Stated problem -
Count how many lines of the data below contain the string "people". Give only that number.

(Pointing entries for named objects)
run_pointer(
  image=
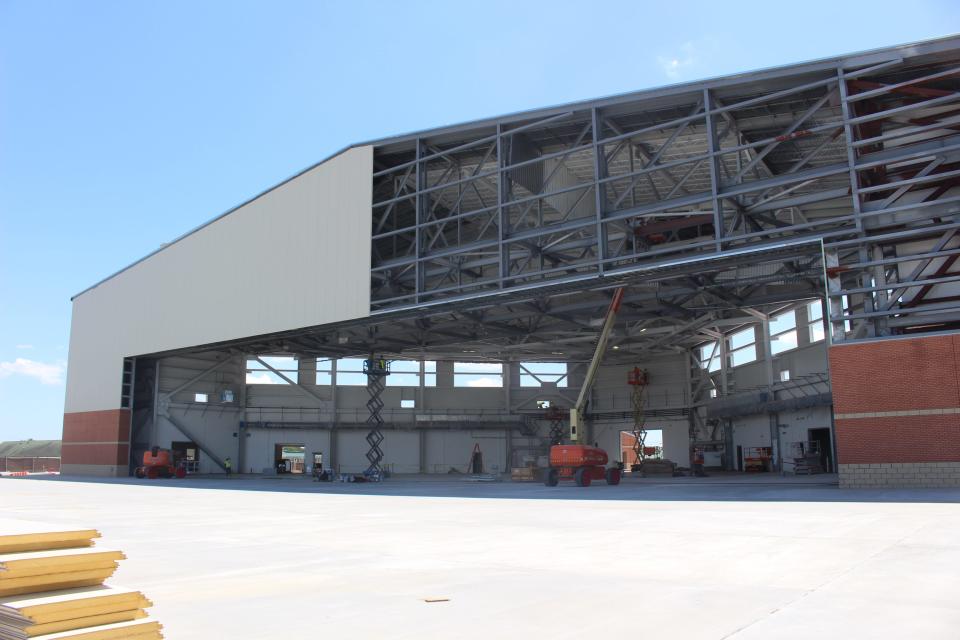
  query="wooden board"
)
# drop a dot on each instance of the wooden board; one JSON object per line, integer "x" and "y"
{"x": 70, "y": 580}
{"x": 17, "y": 536}
{"x": 136, "y": 630}
{"x": 36, "y": 563}
{"x": 80, "y": 623}
{"x": 67, "y": 604}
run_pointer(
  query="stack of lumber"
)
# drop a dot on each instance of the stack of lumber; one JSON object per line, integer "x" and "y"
{"x": 51, "y": 588}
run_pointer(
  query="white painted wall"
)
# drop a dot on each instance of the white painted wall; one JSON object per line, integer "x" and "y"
{"x": 300, "y": 251}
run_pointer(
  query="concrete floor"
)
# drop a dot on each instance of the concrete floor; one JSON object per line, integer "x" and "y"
{"x": 732, "y": 557}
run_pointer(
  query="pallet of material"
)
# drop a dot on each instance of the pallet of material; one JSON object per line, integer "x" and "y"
{"x": 33, "y": 571}
{"x": 51, "y": 587}
{"x": 49, "y": 612}
{"x": 18, "y": 536}
{"x": 143, "y": 629}
{"x": 525, "y": 474}
{"x": 663, "y": 468}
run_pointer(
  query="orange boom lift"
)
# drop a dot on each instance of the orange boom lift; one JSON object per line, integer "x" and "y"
{"x": 581, "y": 463}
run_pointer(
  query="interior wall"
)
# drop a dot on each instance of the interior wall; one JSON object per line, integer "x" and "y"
{"x": 436, "y": 436}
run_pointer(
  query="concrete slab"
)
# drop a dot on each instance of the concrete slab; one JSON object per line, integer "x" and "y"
{"x": 247, "y": 558}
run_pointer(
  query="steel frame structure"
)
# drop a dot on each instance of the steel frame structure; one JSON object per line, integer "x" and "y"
{"x": 854, "y": 162}
{"x": 714, "y": 203}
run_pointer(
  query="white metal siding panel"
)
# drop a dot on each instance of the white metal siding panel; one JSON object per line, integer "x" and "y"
{"x": 296, "y": 256}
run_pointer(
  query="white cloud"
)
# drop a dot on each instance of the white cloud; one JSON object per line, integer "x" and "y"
{"x": 46, "y": 373}
{"x": 676, "y": 65}
{"x": 485, "y": 382}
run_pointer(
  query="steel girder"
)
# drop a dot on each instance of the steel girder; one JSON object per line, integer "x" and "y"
{"x": 862, "y": 158}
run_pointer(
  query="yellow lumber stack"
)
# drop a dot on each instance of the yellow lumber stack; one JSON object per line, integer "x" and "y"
{"x": 51, "y": 588}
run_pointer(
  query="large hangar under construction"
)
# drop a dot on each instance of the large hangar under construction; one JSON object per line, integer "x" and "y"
{"x": 782, "y": 245}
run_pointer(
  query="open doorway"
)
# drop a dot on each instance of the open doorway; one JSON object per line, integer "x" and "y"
{"x": 822, "y": 437}
{"x": 653, "y": 447}
{"x": 185, "y": 454}
{"x": 289, "y": 458}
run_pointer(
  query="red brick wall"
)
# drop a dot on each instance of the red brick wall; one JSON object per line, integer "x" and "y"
{"x": 96, "y": 437}
{"x": 905, "y": 375}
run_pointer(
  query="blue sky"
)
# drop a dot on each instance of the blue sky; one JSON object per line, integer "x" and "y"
{"x": 124, "y": 124}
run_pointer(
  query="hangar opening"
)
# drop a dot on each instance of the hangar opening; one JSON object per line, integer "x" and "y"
{"x": 781, "y": 245}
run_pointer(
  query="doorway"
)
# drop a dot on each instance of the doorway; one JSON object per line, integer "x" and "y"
{"x": 289, "y": 458}
{"x": 186, "y": 454}
{"x": 822, "y": 437}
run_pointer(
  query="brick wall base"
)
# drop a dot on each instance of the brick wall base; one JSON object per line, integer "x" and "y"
{"x": 899, "y": 475}
{"x": 96, "y": 442}
{"x": 896, "y": 409}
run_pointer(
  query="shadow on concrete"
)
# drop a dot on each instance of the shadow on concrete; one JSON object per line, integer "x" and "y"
{"x": 750, "y": 488}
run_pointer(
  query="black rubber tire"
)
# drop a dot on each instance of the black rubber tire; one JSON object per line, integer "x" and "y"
{"x": 613, "y": 477}
{"x": 582, "y": 477}
{"x": 552, "y": 478}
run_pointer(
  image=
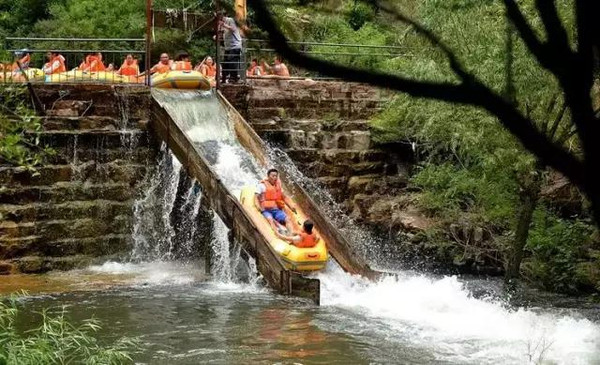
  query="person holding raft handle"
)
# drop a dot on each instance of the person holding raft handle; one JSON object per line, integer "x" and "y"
{"x": 270, "y": 201}
{"x": 303, "y": 239}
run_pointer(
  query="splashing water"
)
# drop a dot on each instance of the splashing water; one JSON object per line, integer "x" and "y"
{"x": 441, "y": 315}
{"x": 437, "y": 315}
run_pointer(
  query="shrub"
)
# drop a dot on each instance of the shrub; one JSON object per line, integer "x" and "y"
{"x": 56, "y": 341}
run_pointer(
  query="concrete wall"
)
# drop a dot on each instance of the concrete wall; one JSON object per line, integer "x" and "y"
{"x": 323, "y": 126}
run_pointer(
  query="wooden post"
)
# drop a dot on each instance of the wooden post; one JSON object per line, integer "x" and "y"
{"x": 147, "y": 63}
{"x": 217, "y": 44}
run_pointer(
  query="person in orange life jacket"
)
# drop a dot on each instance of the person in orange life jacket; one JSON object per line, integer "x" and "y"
{"x": 271, "y": 200}
{"x": 305, "y": 238}
{"x": 163, "y": 66}
{"x": 129, "y": 67}
{"x": 279, "y": 68}
{"x": 24, "y": 59}
{"x": 207, "y": 67}
{"x": 255, "y": 69}
{"x": 182, "y": 62}
{"x": 55, "y": 64}
{"x": 92, "y": 63}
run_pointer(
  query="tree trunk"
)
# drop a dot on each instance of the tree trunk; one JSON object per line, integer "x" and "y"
{"x": 529, "y": 198}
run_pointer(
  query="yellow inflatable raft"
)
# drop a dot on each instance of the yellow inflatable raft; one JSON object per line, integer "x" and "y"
{"x": 32, "y": 74}
{"x": 107, "y": 77}
{"x": 295, "y": 258}
{"x": 181, "y": 80}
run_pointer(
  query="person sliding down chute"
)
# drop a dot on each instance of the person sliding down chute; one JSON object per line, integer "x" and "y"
{"x": 182, "y": 63}
{"x": 303, "y": 239}
{"x": 271, "y": 201}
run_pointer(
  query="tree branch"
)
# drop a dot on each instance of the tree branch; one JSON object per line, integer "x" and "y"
{"x": 471, "y": 93}
{"x": 557, "y": 35}
{"x": 433, "y": 39}
{"x": 535, "y": 46}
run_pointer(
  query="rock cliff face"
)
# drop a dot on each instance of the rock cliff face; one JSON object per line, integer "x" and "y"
{"x": 79, "y": 205}
{"x": 323, "y": 126}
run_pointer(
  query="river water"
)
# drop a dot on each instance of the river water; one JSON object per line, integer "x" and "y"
{"x": 184, "y": 316}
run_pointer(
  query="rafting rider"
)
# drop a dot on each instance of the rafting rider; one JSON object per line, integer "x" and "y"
{"x": 271, "y": 200}
{"x": 163, "y": 66}
{"x": 55, "y": 64}
{"x": 182, "y": 62}
{"x": 303, "y": 239}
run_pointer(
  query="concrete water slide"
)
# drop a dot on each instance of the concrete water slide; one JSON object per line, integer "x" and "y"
{"x": 229, "y": 209}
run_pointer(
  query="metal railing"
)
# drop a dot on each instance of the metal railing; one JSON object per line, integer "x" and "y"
{"x": 74, "y": 51}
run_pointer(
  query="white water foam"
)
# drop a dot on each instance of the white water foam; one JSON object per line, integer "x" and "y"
{"x": 441, "y": 314}
{"x": 155, "y": 273}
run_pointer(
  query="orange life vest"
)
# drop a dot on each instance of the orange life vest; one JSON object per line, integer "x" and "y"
{"x": 307, "y": 240}
{"x": 273, "y": 196}
{"x": 208, "y": 71}
{"x": 252, "y": 71}
{"x": 24, "y": 61}
{"x": 161, "y": 68}
{"x": 182, "y": 66}
{"x": 95, "y": 64}
{"x": 129, "y": 70}
{"x": 61, "y": 67}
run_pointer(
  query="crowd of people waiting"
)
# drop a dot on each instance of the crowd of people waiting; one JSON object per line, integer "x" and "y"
{"x": 93, "y": 62}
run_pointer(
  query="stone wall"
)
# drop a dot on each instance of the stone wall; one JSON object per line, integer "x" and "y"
{"x": 79, "y": 205}
{"x": 323, "y": 126}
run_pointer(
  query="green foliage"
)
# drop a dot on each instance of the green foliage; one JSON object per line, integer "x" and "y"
{"x": 90, "y": 18}
{"x": 557, "y": 246}
{"x": 19, "y": 143}
{"x": 56, "y": 341}
{"x": 17, "y": 16}
{"x": 479, "y": 196}
{"x": 359, "y": 14}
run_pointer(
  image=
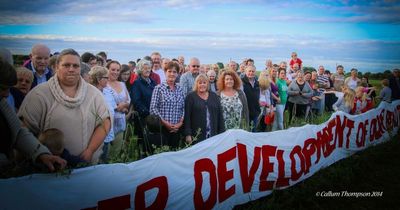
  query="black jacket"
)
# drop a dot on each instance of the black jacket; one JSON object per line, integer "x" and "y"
{"x": 253, "y": 96}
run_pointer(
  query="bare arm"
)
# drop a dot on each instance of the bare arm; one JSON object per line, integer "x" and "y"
{"x": 96, "y": 140}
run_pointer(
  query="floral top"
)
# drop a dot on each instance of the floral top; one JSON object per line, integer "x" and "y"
{"x": 231, "y": 110}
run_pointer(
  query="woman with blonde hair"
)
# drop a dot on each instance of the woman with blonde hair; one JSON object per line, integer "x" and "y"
{"x": 361, "y": 102}
{"x": 203, "y": 112}
{"x": 265, "y": 100}
{"x": 345, "y": 103}
{"x": 233, "y": 101}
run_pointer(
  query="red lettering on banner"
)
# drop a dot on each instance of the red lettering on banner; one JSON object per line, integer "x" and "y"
{"x": 325, "y": 137}
{"x": 339, "y": 131}
{"x": 267, "y": 167}
{"x": 204, "y": 165}
{"x": 282, "y": 181}
{"x": 308, "y": 150}
{"x": 162, "y": 197}
{"x": 361, "y": 134}
{"x": 350, "y": 126}
{"x": 224, "y": 175}
{"x": 296, "y": 151}
{"x": 247, "y": 176}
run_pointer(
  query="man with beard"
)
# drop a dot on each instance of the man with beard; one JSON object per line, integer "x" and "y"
{"x": 156, "y": 60}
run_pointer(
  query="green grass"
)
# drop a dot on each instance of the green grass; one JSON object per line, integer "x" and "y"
{"x": 374, "y": 169}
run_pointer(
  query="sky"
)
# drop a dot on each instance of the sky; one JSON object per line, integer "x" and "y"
{"x": 356, "y": 34}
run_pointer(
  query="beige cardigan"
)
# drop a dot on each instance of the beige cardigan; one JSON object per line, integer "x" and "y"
{"x": 46, "y": 106}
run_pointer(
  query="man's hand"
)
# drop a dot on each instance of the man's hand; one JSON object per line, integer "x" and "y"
{"x": 87, "y": 155}
{"x": 51, "y": 160}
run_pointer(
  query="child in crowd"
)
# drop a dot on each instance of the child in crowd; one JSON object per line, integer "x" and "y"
{"x": 386, "y": 92}
{"x": 53, "y": 139}
{"x": 345, "y": 103}
{"x": 361, "y": 102}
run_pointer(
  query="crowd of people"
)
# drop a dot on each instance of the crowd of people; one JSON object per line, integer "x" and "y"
{"x": 87, "y": 101}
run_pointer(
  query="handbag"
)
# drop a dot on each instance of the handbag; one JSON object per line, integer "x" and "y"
{"x": 269, "y": 118}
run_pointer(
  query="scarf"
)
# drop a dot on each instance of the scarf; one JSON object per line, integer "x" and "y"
{"x": 62, "y": 98}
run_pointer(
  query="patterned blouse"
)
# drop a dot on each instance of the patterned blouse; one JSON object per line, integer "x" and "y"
{"x": 168, "y": 104}
{"x": 231, "y": 110}
{"x": 119, "y": 117}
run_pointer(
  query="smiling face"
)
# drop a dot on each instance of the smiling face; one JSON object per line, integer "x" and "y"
{"x": 202, "y": 85}
{"x": 114, "y": 70}
{"x": 68, "y": 70}
{"x": 228, "y": 81}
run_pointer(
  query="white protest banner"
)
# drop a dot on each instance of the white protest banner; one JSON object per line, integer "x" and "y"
{"x": 219, "y": 173}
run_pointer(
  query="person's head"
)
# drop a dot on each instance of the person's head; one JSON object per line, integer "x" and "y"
{"x": 250, "y": 62}
{"x": 385, "y": 83}
{"x": 314, "y": 75}
{"x": 99, "y": 76}
{"x": 296, "y": 67}
{"x": 114, "y": 69}
{"x": 156, "y": 59}
{"x": 53, "y": 139}
{"x": 268, "y": 64}
{"x": 143, "y": 68}
{"x": 365, "y": 80}
{"x": 25, "y": 79}
{"x": 211, "y": 75}
{"x": 103, "y": 55}
{"x": 68, "y": 68}
{"x": 171, "y": 72}
{"x": 100, "y": 60}
{"x": 52, "y": 62}
{"x": 40, "y": 56}
{"x": 85, "y": 68}
{"x": 8, "y": 78}
{"x": 201, "y": 83}
{"x": 164, "y": 63}
{"x": 294, "y": 55}
{"x": 181, "y": 60}
{"x": 283, "y": 65}
{"x": 396, "y": 72}
{"x": 321, "y": 70}
{"x": 89, "y": 59}
{"x": 250, "y": 72}
{"x": 132, "y": 66}
{"x": 273, "y": 73}
{"x": 354, "y": 72}
{"x": 228, "y": 79}
{"x": 359, "y": 92}
{"x": 194, "y": 65}
{"x": 348, "y": 98}
{"x": 232, "y": 66}
{"x": 282, "y": 73}
{"x": 264, "y": 81}
{"x": 340, "y": 69}
{"x": 327, "y": 73}
{"x": 307, "y": 76}
{"x": 300, "y": 77}
{"x": 125, "y": 73}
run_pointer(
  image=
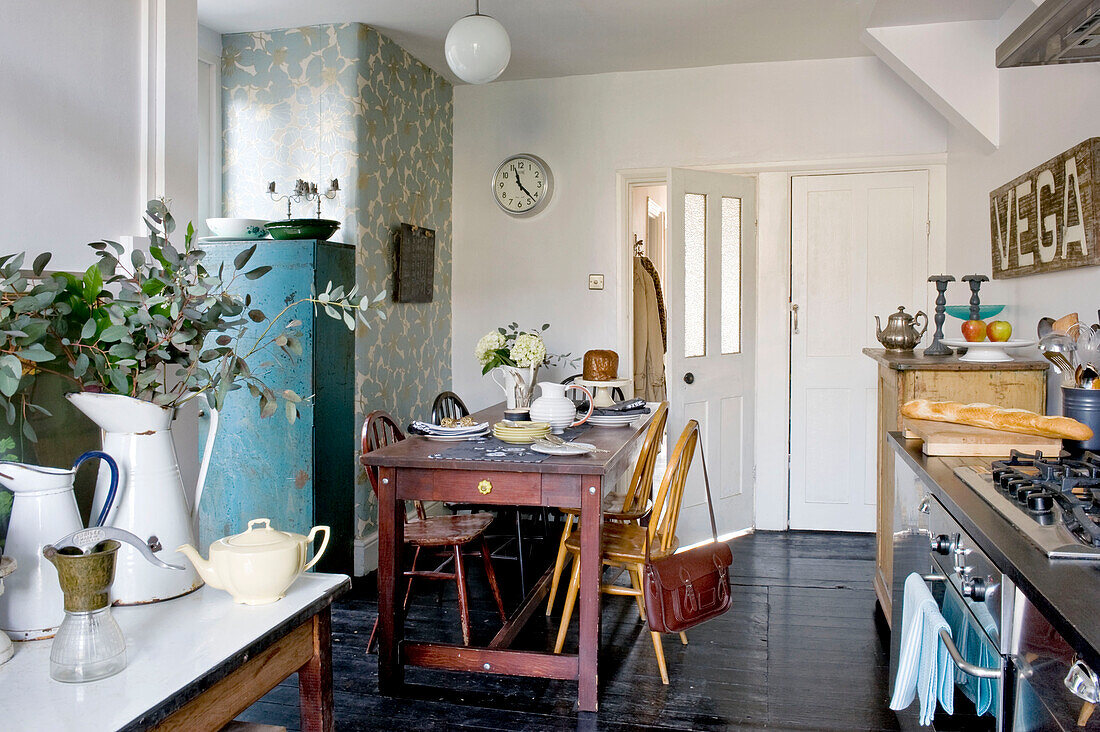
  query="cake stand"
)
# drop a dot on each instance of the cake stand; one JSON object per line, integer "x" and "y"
{"x": 986, "y": 351}
{"x": 7, "y": 567}
{"x": 602, "y": 390}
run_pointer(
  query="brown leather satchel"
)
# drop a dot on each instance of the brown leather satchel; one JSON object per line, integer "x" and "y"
{"x": 684, "y": 589}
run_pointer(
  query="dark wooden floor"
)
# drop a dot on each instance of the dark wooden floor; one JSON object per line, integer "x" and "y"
{"x": 799, "y": 651}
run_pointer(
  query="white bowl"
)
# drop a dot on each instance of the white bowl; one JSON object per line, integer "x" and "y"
{"x": 239, "y": 228}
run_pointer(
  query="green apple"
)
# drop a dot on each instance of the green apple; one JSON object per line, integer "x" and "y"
{"x": 974, "y": 330}
{"x": 999, "y": 330}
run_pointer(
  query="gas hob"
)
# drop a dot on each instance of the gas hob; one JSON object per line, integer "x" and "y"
{"x": 1054, "y": 501}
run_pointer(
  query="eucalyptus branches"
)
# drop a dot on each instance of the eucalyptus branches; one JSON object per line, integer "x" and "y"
{"x": 160, "y": 327}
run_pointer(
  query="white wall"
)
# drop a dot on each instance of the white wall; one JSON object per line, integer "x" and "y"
{"x": 1044, "y": 111}
{"x": 69, "y": 126}
{"x": 586, "y": 128}
{"x": 72, "y": 131}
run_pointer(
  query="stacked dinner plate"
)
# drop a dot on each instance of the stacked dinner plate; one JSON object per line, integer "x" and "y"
{"x": 614, "y": 419}
{"x": 520, "y": 433}
{"x": 453, "y": 434}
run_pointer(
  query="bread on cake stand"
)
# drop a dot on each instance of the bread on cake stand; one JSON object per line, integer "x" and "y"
{"x": 601, "y": 374}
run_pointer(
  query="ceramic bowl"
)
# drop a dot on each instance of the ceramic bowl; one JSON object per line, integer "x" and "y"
{"x": 320, "y": 229}
{"x": 238, "y": 228}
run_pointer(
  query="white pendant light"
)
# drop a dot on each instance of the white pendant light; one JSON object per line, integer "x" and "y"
{"x": 477, "y": 48}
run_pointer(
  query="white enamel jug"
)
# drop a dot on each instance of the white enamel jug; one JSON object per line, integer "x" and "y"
{"x": 557, "y": 408}
{"x": 152, "y": 501}
{"x": 43, "y": 510}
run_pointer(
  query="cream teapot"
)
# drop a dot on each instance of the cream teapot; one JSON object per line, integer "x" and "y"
{"x": 257, "y": 566}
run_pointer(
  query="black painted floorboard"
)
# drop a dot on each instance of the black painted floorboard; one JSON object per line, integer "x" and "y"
{"x": 800, "y": 649}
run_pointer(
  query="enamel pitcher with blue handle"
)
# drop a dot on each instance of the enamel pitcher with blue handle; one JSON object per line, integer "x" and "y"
{"x": 43, "y": 510}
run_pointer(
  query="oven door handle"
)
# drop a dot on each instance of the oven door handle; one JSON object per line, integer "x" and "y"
{"x": 979, "y": 672}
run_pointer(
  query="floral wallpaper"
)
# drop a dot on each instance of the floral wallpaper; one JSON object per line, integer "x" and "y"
{"x": 344, "y": 101}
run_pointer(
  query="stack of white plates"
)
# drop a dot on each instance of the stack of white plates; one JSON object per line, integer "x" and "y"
{"x": 613, "y": 421}
{"x": 523, "y": 433}
{"x": 453, "y": 434}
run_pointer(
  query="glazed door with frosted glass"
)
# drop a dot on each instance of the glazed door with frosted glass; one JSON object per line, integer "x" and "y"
{"x": 711, "y": 249}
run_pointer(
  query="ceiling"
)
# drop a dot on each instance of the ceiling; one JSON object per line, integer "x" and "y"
{"x": 563, "y": 37}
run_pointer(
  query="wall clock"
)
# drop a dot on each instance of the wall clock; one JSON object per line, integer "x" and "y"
{"x": 523, "y": 185}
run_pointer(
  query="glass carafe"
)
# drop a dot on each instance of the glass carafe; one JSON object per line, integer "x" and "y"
{"x": 89, "y": 644}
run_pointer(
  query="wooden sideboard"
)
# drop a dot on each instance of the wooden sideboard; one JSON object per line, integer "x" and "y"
{"x": 903, "y": 377}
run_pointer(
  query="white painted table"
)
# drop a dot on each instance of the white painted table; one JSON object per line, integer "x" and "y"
{"x": 194, "y": 663}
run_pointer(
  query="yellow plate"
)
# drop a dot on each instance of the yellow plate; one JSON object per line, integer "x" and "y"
{"x": 527, "y": 427}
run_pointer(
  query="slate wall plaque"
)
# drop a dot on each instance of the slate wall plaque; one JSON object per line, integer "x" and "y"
{"x": 416, "y": 264}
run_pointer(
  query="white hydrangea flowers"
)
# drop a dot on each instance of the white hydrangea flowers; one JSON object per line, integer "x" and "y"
{"x": 528, "y": 350}
{"x": 488, "y": 342}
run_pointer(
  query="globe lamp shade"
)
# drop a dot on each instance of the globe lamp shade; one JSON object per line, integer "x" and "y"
{"x": 477, "y": 48}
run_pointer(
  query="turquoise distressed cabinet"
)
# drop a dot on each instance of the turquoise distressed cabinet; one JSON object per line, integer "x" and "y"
{"x": 298, "y": 474}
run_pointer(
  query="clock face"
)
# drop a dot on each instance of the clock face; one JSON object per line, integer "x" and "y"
{"x": 523, "y": 185}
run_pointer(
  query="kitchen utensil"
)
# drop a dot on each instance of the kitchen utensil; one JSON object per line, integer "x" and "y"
{"x": 86, "y": 538}
{"x": 553, "y": 439}
{"x": 319, "y": 229}
{"x": 937, "y": 348}
{"x": 43, "y": 507}
{"x": 1087, "y": 377}
{"x": 901, "y": 332}
{"x": 564, "y": 450}
{"x": 152, "y": 498}
{"x": 557, "y": 408}
{"x": 238, "y": 228}
{"x": 256, "y": 566}
{"x": 89, "y": 645}
{"x": 987, "y": 351}
{"x": 1062, "y": 366}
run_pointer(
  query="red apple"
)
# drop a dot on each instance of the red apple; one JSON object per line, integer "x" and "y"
{"x": 999, "y": 330}
{"x": 974, "y": 330}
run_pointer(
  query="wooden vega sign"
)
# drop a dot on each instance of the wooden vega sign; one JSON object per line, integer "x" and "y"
{"x": 1047, "y": 219}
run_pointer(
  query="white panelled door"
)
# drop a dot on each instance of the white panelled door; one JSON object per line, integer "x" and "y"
{"x": 859, "y": 248}
{"x": 711, "y": 257}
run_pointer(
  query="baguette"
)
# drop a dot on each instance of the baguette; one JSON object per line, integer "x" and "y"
{"x": 997, "y": 417}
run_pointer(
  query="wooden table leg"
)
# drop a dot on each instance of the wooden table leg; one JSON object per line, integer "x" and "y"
{"x": 315, "y": 679}
{"x": 592, "y": 519}
{"x": 391, "y": 615}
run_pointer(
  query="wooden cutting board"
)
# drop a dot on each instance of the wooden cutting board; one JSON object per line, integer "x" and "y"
{"x": 944, "y": 438}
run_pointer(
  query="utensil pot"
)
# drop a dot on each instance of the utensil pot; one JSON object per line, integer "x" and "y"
{"x": 1084, "y": 405}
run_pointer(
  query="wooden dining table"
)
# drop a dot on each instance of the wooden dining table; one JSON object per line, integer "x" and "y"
{"x": 417, "y": 469}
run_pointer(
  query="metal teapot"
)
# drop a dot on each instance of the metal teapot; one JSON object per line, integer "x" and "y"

Task output -
4